§ **TASK TO CARRY OUT**:
Write the records below out in full, character for character, with no pictures.

§ **Excerpts of pointing data**:
——————

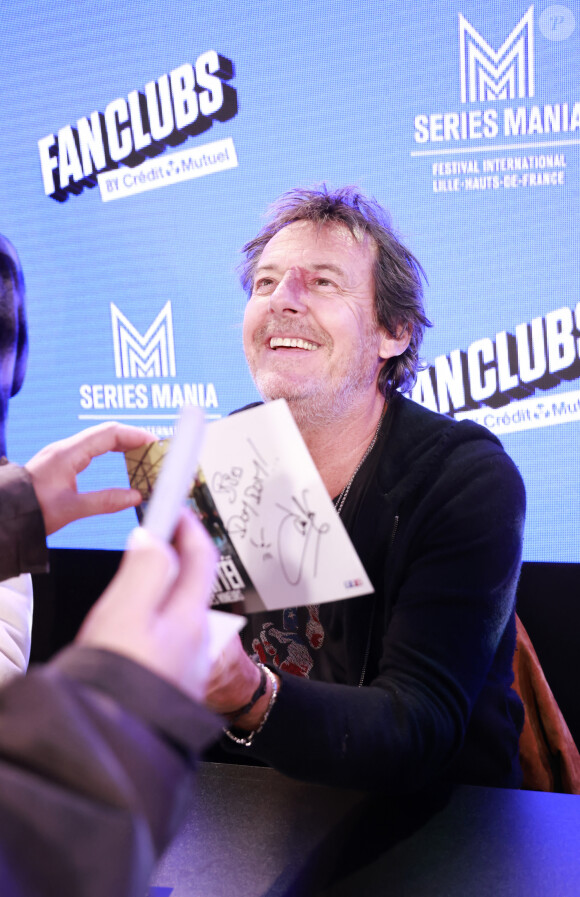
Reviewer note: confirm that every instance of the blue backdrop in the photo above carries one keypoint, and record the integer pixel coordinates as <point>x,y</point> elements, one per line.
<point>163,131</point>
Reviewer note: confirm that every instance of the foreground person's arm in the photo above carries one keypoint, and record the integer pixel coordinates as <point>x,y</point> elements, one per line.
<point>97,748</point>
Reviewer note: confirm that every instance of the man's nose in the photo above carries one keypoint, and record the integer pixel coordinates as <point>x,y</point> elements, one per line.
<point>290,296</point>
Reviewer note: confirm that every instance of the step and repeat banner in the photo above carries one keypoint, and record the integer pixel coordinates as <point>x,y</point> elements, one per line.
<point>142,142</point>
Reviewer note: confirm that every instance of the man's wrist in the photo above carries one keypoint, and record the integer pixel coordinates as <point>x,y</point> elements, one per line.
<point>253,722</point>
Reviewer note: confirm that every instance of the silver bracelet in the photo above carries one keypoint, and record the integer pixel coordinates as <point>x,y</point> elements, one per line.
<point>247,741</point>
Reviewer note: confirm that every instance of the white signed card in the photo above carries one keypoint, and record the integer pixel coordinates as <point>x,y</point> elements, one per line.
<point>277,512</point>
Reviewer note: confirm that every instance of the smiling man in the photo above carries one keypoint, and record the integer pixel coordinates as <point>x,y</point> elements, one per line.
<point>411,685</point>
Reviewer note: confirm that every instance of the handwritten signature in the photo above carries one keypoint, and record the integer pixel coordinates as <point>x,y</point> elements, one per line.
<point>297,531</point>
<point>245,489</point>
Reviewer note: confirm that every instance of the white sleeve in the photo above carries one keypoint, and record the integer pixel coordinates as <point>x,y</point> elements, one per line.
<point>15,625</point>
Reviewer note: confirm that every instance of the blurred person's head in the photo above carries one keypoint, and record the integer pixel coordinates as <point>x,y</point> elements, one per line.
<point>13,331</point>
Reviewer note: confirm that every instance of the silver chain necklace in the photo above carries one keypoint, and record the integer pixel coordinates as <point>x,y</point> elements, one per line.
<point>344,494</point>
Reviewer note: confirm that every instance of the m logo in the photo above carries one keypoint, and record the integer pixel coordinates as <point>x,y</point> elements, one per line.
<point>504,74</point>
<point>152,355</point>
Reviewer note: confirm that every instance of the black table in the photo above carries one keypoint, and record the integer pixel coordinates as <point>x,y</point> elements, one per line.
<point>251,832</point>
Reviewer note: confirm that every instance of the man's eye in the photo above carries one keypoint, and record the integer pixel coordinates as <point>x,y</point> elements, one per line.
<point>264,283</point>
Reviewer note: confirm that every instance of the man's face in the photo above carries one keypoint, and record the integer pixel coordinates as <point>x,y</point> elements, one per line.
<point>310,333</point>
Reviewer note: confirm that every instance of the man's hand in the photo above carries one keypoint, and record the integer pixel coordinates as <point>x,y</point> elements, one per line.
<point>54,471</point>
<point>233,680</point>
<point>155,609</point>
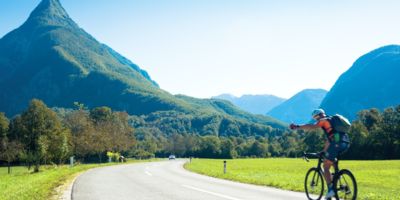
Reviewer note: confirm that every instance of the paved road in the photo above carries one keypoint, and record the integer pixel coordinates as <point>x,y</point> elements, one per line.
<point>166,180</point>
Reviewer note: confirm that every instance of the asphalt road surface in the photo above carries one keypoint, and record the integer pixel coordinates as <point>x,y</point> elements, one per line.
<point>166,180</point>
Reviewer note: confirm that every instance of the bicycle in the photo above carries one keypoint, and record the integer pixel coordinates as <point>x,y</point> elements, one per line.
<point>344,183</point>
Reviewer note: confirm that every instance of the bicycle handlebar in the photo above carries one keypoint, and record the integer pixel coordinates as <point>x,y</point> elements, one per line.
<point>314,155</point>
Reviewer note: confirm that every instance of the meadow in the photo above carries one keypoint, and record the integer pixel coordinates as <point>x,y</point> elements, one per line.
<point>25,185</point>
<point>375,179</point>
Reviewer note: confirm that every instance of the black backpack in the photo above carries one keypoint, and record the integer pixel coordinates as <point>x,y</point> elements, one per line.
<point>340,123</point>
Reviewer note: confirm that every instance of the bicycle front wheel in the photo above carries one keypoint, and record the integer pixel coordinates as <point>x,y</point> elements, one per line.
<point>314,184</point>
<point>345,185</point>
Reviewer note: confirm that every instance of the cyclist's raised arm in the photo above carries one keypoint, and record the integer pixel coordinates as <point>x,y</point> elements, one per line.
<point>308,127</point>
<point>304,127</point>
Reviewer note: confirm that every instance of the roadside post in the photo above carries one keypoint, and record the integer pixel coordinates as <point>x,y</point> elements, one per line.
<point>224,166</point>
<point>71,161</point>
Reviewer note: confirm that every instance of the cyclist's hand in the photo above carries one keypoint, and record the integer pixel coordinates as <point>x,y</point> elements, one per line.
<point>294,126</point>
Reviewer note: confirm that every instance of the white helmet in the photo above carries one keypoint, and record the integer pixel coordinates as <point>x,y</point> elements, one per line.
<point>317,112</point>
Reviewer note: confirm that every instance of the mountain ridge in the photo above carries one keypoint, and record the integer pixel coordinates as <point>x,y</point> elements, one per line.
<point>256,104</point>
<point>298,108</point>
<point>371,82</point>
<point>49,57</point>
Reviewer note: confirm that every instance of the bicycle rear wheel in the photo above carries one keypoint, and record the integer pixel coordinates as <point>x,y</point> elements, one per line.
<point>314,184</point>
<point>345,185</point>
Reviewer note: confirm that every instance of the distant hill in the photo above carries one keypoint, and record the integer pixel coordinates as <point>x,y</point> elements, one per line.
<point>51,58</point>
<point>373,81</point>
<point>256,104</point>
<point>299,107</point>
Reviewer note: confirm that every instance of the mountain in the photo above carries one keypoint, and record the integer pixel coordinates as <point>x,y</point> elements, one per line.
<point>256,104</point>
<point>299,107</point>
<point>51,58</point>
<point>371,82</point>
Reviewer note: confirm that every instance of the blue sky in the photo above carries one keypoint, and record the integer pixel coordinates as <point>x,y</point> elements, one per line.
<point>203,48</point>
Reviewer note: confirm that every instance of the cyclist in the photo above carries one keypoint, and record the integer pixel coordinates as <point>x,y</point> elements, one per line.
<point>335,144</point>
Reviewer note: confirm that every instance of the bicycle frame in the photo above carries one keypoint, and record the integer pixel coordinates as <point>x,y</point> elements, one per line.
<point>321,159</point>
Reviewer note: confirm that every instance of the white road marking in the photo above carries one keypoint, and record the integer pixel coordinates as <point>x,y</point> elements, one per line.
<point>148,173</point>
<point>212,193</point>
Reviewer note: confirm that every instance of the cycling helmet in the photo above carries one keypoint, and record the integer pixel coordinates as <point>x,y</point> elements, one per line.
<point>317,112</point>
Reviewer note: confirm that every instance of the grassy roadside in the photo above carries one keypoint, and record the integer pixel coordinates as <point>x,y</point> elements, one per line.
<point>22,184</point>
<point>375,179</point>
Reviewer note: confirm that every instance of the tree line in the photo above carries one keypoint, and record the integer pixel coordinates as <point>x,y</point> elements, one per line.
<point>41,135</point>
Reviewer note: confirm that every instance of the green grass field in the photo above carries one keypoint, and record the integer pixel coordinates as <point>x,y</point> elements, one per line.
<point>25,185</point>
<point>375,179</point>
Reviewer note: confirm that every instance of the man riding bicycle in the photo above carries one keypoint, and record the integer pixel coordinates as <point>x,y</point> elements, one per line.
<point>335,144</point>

——————

§ **TASK RESULT**:
Reviewer note: confirm that every instance of the blue backdrop in the photo above carries one keypoint, and record the integer pixel coordinates as <point>x,y</point> elements, one per line.
<point>163,131</point>
Reviewer note: confirm that every instance of the foreground person's arm in the photo above carries one keypoint, and record the integer pixel coordinates as <point>x,y</point> elements, one per line.
<point>97,748</point>
Reviewer note: confirm that every instance of the man's nose in the photo above carries one keypoint, and record the integer pixel coordinates as <point>x,y</point> elements, one per line.
<point>290,296</point>
Reviewer note: confirm that every instance of the step and repeat banner in the photo above carries one keypoint, and record the integer pixel coordinates as <point>x,y</point> elements, one per line.
<point>142,142</point>
Reviewer note: confirm that every instance of the man's wrist in the photo above carries one keypoint, and record the integer pixel coordinates as <point>x,y</point> elements, one per line.
<point>253,722</point>
Reviewer note: confirm that every instance of the silver bracelet in the photo above carries one keypoint, and record the integer pixel coordinates as <point>x,y</point> elements, one per line.
<point>247,741</point>
Reviewer note: confirm that every instance of the white signed card in the photo above carries one keypoint, and record the integer pixel coordinates as <point>x,y</point> elements, one per line.
<point>277,512</point>
Reviewer note: confirm that every instance of the smiling man in the photo above carries one keypoint, and record the integer pixel coordinates as <point>x,y</point> elements, one per line.
<point>411,685</point>
Reviewer note: confirm that every instance of the handwritten signature in the photo above carries one keypoint, and record the integer pixel coordinates as <point>x,y</point> elements, one per line.
<point>297,531</point>
<point>245,489</point>
Reviewer note: confirm that every instance of the white sleeve in the photo above carries one keypoint, and record the integer pixel coordinates as <point>x,y</point> elements, one per line.
<point>15,625</point>
Reviewer note: confirm that every instance of the blurred person's head in the photo above carries one keypoint, and record the integer pixel coordinates as <point>x,y</point> elements, one per line.
<point>13,331</point>
Reviewer note: confirm that every instance of the silver chain necklace in the photo above carries one keypoint, and record the integer pixel coordinates as <point>x,y</point> elements, one per line.
<point>344,494</point>
Reviewer note: confirm that every instance of the m logo in the photo above carries one keypoint, and record the integer pixel coordinates as <point>x,y</point> elements, one per line.
<point>504,74</point>
<point>152,355</point>
Reviewer note: confirm that every instance of the black table in the photo above carries one keypoint, and record the integer pixel coordinates as <point>x,y</point> elements, one per line.
<point>251,832</point>
Reviewer note: confirm that every instance of the man's eye in the photo above carries one keypoint, and record the integer pixel coordinates as <point>x,y</point> elements, one per line.
<point>264,283</point>
Reviewer note: confirm that every instance of the man's face in the photo above carries one keypoint, and record the integer pixel coordinates as <point>x,y</point> elements, one per line.
<point>310,333</point>
Reviewer note: confirm that every instance of the man's hand in the photo above carries one keypoint, and record the integer pixel coordinates as <point>x,y</point> elements, one per line.
<point>54,471</point>
<point>233,680</point>
<point>155,609</point>
Reviewer note: confirm that every instance of the paved road in the photo above carries one keypoint, and record the integer pixel coordinates as <point>x,y</point> elements, one per line.
<point>166,180</point>
Reviewer note: confirm that every instance of the asphalt road surface in the photo above carries one keypoint, and record the integer pixel coordinates as <point>x,y</point> elements, one per line.
<point>166,180</point>
Reviewer note: confirm that every instance of the bicycle in the photo above carries one keypoint, and record the integer pixel coordinates as <point>x,y</point> elements, one per line.
<point>344,183</point>
Reviewer note: confirm that every instance of the bicycle handlebar in the photo above carries one keypoint, and record the integer pixel coordinates as <point>x,y</point> elements, one per line.
<point>314,155</point>
Reviewer note: confirm that every instance of the meadow in the photo above carries one keypoint, and record the integer pixel coordinates as <point>x,y</point> elements, one per line.
<point>25,185</point>
<point>375,179</point>
Reviewer note: confirm that every instance of the black backpack in the photo above carries one keypoint, and record the integer pixel coordinates as <point>x,y</point> elements, one per line.
<point>340,123</point>
Reviewer note: confirm that every instance of the bicycle front wheel in the photo above carries one keypoint, and record the integer pixel coordinates as <point>x,y</point> elements, one per line.
<point>314,184</point>
<point>345,185</point>
Reviewer note: confirm that every instance of the cyclist's raised arm in the photo above carries one keypoint, and record the integer pixel coordinates as <point>x,y</point> elements, one per line.
<point>308,127</point>
<point>304,127</point>
Reviewer note: confirm that every instance of the roadside post in the photo above carries one keypoint, and record the integer pixel coordinates as <point>x,y</point> elements, one per line.
<point>224,166</point>
<point>71,161</point>
Reviewer note: confirm that every instance of the cyclist's hand in the photo above carries one keypoint, and record the integer pixel coordinates as <point>x,y</point> elements, one per line.
<point>294,126</point>
Reviewer note: confirm that every instance of the white helmet in the photo above carries one keypoint, and record the integer pixel coordinates as <point>x,y</point> elements, one per line.
<point>317,112</point>
Reviewer note: confirm that every instance of the mountain ridge in the photo above carries one keypoint, and record the integer pixel coordinates as <point>x,y</point> elements, one per line.
<point>256,104</point>
<point>298,108</point>
<point>371,82</point>
<point>49,57</point>
Reviewer note: confirm that every instance of the bicycle rear wheel in the photo above carries one keypoint, and record the integer pixel coordinates as <point>x,y</point> elements, one per line.
<point>314,184</point>
<point>345,185</point>
Reviewer note: confirm that every instance of the distant hill in the photo above carries one keypoint, and record the integer pixel coordinates as <point>x,y</point> elements, one per line.
<point>51,58</point>
<point>373,81</point>
<point>256,104</point>
<point>299,107</point>
Reviewer note: confirm that every instance of the mountain in the photo above carries one keypoint, and record the integer pixel coordinates as <point>x,y</point> elements, one per line.
<point>256,104</point>
<point>299,107</point>
<point>51,58</point>
<point>371,82</point>
Reviewer note: confirm that every instance of the blue sky in the photo above carries one keypoint, and record the integer pixel coordinates as <point>x,y</point> elements, one per line.
<point>203,48</point>
Reviewer note: confirm that every instance of the cyclist in the photo above carries one keypoint, and record the integer pixel coordinates as <point>x,y</point> elements, one per line.
<point>335,144</point>
Reviewer note: confirm that every instance of the bicycle frame in the photo above carries one keypoint, and record the integer pixel coordinates as <point>x,y</point> elements, one per line.
<point>321,159</point>
Reviewer note: confirm that every instance of the white road marking in the photo above carries one keypoint, and record the integer pixel coordinates as <point>x,y</point> elements, one per line.
<point>148,173</point>
<point>212,193</point>
Reviewer note: confirm that every instance of the cycling helmet in the photo above carries one keypoint, and record the integer pixel coordinates as <point>x,y</point> elements, one per line.
<point>317,112</point>
Reviewer note: confirm that every instance of the grassy roadside in the photo above carries one keypoint, and record the integer pixel coordinates as <point>x,y</point> elements, one per line.
<point>22,184</point>
<point>375,179</point>
Reviewer note: confirm that every instance of the tree line in the photo above carries one keypoint, and record the integer pixel coordinates as <point>x,y</point> elements, one per line.
<point>41,135</point>
Reviewer note: confirm that every instance of the green grass field in the photo above carries one keypoint, and record the integer pixel coordinates as <point>x,y</point> elements, one per line.
<point>25,185</point>
<point>375,179</point>
Reviewer note: confirm that every instance of the man riding bicycle in the photo above carries one keypoint, and record the integer pixel coordinates as <point>x,y</point> elements, one per line.
<point>335,144</point>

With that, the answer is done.